WHAT NEEDS TO BE DONE:
Exact wording is required: give all the records again, minus the pictures.

DATA RECORDS:
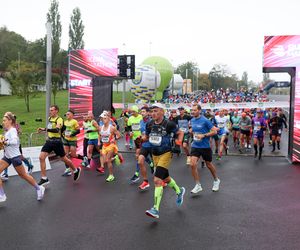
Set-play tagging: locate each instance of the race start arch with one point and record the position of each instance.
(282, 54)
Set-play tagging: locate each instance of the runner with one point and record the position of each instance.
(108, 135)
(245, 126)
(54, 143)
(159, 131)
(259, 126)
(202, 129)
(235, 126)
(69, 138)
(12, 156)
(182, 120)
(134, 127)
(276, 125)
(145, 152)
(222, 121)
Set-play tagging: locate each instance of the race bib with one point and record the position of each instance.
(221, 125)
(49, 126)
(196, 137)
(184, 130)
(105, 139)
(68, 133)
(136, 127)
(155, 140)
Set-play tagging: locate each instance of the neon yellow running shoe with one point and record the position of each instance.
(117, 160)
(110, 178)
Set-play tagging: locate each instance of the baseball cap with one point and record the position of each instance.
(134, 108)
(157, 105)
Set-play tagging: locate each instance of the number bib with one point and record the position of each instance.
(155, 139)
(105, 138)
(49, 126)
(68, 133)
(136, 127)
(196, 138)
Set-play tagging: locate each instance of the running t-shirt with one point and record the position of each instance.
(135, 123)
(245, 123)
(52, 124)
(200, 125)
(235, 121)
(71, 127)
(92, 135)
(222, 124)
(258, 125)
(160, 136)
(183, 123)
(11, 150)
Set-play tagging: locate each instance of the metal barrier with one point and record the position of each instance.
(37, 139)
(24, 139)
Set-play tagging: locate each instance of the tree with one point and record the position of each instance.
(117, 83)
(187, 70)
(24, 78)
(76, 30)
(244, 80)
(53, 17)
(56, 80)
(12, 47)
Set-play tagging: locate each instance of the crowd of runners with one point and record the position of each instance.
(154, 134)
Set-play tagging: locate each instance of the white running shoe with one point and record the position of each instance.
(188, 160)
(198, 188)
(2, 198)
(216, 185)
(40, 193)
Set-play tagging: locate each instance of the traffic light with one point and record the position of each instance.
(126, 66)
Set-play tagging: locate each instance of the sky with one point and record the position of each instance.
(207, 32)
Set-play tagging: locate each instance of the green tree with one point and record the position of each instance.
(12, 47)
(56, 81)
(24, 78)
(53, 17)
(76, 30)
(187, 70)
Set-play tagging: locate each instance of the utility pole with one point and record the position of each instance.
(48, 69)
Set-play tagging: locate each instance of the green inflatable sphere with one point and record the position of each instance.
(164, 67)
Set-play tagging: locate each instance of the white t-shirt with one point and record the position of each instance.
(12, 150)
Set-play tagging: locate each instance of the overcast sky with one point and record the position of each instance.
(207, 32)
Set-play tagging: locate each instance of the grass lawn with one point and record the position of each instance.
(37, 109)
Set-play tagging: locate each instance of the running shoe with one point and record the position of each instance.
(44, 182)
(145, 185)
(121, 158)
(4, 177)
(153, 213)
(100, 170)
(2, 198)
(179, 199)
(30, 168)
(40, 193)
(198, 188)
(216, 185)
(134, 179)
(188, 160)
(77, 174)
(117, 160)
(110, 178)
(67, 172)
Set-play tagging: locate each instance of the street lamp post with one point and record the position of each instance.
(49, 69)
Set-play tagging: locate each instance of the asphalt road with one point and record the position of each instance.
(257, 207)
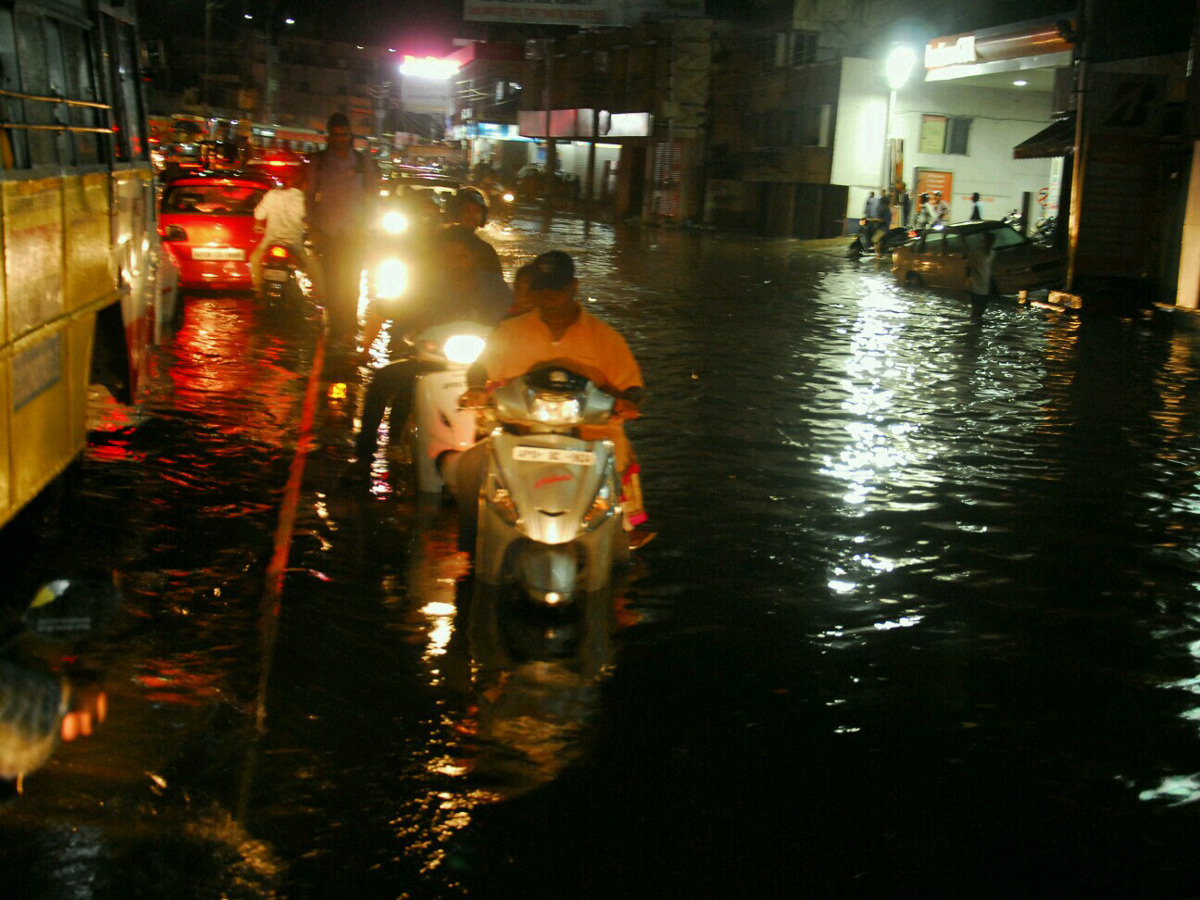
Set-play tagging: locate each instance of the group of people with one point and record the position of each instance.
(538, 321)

SOLUTION TO THIS PROBLEM:
Set-play tagging: locate each instance of the race start arch with one point and record the position of each instance.
(282, 54)
Set-play tagging: locate each instance of the runner with one point and record the position of each instance.
(108, 135)
(245, 126)
(54, 143)
(159, 131)
(259, 126)
(202, 129)
(235, 126)
(69, 138)
(12, 156)
(182, 120)
(134, 127)
(276, 125)
(145, 152)
(222, 121)
Set-play tagging: locate each instance of the race bib with one point and record the position of each instance.
(221, 125)
(49, 126)
(196, 137)
(184, 130)
(105, 139)
(68, 133)
(136, 127)
(155, 140)
Set-play tagging: locate each instance of the neon yellow running shoe with one point and record the position of each instance.
(117, 160)
(110, 178)
Set-play tagging: locate each instance of the baseball cap with one point and record the position of each instance.
(134, 108)
(157, 105)
Set-play tagging: locate each instance of the number bib with one point and record the position of each instance.
(155, 139)
(105, 138)
(49, 126)
(68, 133)
(136, 127)
(196, 138)
Set-play tagging: locate each instance of the running t-shirt with one point and record the position of each instance.
(135, 123)
(245, 123)
(52, 124)
(200, 125)
(235, 121)
(71, 127)
(92, 135)
(222, 124)
(258, 125)
(160, 136)
(183, 123)
(11, 150)
Set-play tagging: locate each instance of the metal barrier with one point and record the position of each instance.
(37, 139)
(24, 139)
Set-play tagging: locate each instance of the tree with one point and record the position of each instance.
(117, 83)
(187, 70)
(24, 78)
(76, 30)
(244, 80)
(53, 17)
(56, 80)
(12, 47)
Set-play tagging: locate each instance of the crowd of runners with one point and record the position of each instance.
(154, 134)
Set-play tagging: locate each instance of the white running shoe with one point and record the position of each instance.
(188, 160)
(198, 188)
(2, 198)
(216, 185)
(40, 193)
Set-play tagging: locate each instance of the traffic light with one point and record the position of each instance.
(126, 66)
Set-play tagging: locate each instance of the sky with one point and record the position of each instance.
(207, 32)
Set-play tagging: locate each instance of the green tree with one point and record the position of each instance.
(12, 47)
(56, 81)
(24, 78)
(53, 17)
(76, 30)
(187, 70)
Set-play tagging: locate each instance of the utility pole with one point and record the position of each instance.
(48, 69)
Set-play tagging: locate each instance of the green inflatable sphere with one point and record the position of each instance.
(164, 67)
Set-play tagging: locate each instance of the white t-shirt with one point and record the position of each instance.
(12, 150)
Set-play tagging: locate each instance of the overcast sky with one point and record the position of each instance.
(207, 32)
Set-play tagging: locate each instance of the grass lawn with one point and record the position of each instance.
(37, 109)
Set-play tagging: locate each instance of the running shoe with one point and record the position of each instance.
(44, 182)
(145, 185)
(121, 158)
(4, 177)
(153, 213)
(100, 170)
(2, 198)
(179, 199)
(30, 168)
(40, 193)
(198, 188)
(216, 185)
(134, 179)
(188, 160)
(77, 174)
(117, 160)
(110, 178)
(67, 172)
Set-play tagging: locate each instance of the street lamp post with one point and record the position of each instance.
(49, 69)
Set-play tagging: locate each instance of the asphalt road with one point and record the position of each instance.
(257, 207)
Set-play tagging: locate each instance of the group of people with one point and record the position of each instance.
(538, 321)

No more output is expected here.